(What you will do):
Search the records for the word "toilet" and copy each line in which it appears.

(Record extracts)

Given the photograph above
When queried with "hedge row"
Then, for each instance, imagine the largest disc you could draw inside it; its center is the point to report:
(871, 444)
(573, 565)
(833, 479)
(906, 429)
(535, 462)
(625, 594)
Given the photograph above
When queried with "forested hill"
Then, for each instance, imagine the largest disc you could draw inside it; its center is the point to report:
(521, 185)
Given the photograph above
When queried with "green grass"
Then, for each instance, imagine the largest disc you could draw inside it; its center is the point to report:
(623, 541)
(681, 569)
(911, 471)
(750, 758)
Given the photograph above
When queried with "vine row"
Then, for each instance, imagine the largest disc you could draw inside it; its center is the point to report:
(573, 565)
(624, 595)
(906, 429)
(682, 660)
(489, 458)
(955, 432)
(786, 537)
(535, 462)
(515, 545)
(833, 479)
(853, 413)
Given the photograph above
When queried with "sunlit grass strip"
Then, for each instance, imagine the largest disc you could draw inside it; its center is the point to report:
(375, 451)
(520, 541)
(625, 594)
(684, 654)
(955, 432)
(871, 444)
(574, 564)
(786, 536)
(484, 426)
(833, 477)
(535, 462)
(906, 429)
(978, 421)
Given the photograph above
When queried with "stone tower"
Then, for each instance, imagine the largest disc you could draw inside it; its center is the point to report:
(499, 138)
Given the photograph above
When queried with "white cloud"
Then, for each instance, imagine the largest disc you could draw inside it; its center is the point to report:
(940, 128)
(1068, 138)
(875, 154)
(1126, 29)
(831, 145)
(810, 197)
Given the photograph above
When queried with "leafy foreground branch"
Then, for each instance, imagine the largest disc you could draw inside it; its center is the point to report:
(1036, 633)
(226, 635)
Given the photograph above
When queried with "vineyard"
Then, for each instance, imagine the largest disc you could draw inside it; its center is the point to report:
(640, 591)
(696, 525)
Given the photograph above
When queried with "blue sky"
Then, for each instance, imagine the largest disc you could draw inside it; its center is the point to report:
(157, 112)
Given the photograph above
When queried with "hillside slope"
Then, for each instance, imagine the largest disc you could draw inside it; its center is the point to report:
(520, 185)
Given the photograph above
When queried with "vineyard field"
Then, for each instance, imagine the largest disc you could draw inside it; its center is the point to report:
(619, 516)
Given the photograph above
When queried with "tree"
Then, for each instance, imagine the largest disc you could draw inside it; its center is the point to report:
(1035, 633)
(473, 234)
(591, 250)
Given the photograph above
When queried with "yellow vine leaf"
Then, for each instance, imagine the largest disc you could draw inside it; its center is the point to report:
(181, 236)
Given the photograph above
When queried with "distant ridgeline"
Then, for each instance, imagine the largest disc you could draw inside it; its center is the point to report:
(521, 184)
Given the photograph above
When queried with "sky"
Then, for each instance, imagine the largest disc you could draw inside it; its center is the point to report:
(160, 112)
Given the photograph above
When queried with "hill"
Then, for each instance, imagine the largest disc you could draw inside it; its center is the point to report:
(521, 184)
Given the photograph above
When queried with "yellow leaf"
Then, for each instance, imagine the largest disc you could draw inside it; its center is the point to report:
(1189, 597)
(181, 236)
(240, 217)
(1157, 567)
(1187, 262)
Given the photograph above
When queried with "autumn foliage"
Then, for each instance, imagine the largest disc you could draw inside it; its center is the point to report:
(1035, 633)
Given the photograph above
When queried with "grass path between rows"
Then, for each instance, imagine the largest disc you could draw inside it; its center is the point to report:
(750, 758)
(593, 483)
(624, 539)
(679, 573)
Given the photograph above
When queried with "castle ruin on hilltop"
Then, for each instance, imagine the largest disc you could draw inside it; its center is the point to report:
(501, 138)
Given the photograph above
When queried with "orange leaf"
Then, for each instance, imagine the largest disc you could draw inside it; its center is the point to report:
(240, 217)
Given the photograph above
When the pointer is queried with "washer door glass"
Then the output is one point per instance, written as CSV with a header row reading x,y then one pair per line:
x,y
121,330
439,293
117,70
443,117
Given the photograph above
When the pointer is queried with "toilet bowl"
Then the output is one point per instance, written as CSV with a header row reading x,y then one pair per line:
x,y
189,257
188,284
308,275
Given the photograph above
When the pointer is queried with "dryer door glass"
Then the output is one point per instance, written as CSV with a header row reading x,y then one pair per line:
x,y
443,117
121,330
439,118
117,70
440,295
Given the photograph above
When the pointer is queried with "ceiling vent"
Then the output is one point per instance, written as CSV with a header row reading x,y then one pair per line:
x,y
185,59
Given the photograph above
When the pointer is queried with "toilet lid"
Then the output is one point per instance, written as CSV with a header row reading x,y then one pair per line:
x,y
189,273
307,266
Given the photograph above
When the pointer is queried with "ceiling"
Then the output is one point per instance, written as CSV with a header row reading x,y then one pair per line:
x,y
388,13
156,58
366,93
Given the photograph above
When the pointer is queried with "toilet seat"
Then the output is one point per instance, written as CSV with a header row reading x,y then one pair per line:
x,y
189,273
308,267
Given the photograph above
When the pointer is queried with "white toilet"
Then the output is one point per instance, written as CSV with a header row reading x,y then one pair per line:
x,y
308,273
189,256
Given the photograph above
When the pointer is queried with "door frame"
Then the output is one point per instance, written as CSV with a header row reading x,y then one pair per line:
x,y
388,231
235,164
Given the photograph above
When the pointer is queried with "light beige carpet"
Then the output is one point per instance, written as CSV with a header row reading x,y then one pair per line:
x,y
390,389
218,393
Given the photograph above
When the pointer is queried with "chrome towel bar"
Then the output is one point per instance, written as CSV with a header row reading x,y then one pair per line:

(End Record extracts)

(Task output):
When the pointer is queried with "toilet bowl"
When the pointer is queried with "toilet lid"
When the pointer is queried with "toilet seat"
When the pointer is queried with "white toilet"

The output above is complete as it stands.